Déclarés "organisation terroriste", les Frères musulmans pourraient se radicaliser

En déclarant "organisation terroriste" les Frères musulmans, les autorités égyptiennes ont démontré leur détermination à réduire à néant le vaste réseau de la confrérie mais risquent, en le contraignant à la clandestinité, de radicaliser le mouvement qui avait renoncé à la violence.

L'implacable répression lancée par les autorités installées par l'armée après la destitution le 3 juillet du président issu de ses rangs, Mohamed Morsi, a déjà fait plus de 1.000 morts et des milliers d'arrestations dans les rangs des islamistes.

La décision gouvernementale prise mercredi, au lendemain d'un sanglant attentat contre la police revendiqué par des jihadistes n'ayant aucun lien connu avec les Frères musulmans, va renforcer la pression sur la confrérie et sûrement conduire certains de ses membres à rompre avec une direction qui s'est distanciée de la violence.

Le mouvement islamiste créé en 1928 ne devrait pas changer sa ligne de conduite et continuer à appeler à des manifestations "pacifiques", estime Omar Ashour, spécialiste du Moyen-Orient à l'Université d'Exeter. Mais il pourrait en aller autrement de ses membres, note-t-il.

_Consigne:_
Transcrivez intégralement l'article ci-dessus sur les Frères musulmans, sans en modifier un seul caractère.

_Entrées extraites:_
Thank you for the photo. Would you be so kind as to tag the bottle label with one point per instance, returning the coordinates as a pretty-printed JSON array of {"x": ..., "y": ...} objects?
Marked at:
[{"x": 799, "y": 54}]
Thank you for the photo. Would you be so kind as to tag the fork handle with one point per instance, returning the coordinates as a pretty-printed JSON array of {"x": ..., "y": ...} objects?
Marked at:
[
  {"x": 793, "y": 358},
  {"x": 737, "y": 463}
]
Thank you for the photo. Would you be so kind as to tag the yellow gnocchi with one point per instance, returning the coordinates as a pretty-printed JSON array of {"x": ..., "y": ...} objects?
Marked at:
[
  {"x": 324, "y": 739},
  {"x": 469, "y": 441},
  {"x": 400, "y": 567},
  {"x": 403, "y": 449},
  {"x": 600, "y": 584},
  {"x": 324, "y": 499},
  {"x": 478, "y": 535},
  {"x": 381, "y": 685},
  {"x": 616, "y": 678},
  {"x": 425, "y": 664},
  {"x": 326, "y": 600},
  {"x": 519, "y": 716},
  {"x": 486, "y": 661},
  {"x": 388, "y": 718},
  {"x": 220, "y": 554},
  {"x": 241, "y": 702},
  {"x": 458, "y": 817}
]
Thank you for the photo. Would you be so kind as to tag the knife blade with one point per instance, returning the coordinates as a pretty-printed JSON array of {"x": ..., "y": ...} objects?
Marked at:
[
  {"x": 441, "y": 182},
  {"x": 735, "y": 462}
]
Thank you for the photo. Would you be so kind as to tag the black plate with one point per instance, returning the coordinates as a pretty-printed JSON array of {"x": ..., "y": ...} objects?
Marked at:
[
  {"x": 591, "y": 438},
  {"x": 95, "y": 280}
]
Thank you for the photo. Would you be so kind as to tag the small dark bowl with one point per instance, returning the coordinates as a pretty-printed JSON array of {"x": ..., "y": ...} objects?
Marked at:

_Résultat:_
Déclarés "organisation terroriste", les Frères musulmans pourraient se radicaliser

En déclarant "organisation terroriste" les Frères musulmans, les autorités égyptiennes ont démontré leur détermination à réduire à néant le vaste réseau de la confrérie mais risquent, en le contraignant à la clandestinité, de radicaliser le mouvement qui avait renoncé à la violence.

L'implacable répression lancée par les autorités installées par l'armée après la destitution le 3 juillet du président issu de ses rangs, Mohamed Morsi, a déjà fait plus de 1.000 morts et des milliers d'arrestations dans les rangs des islamistes.

La décision gouvernementale prise mercredi, au lendemain d'un sanglant attentat contre la police revendiqué par des jihadistes n'ayant aucun lien connu avec les Frères musulmans, va renforcer la pression sur la confrérie et sûrement conduire certains de ses membres à rompre avec une direction qui s'est distanciée de la violence.

Le mouvement islamiste créé en 1928 ne devrait pas changer sa ligne de conduite et continuer à appeler à des manifestations "pacifiques", estime Omar Ashour, spécialiste du Moyen-Orient à l'Université d'Exeter. Mais il pourrait en aller autrement de ses membres, note-t-il.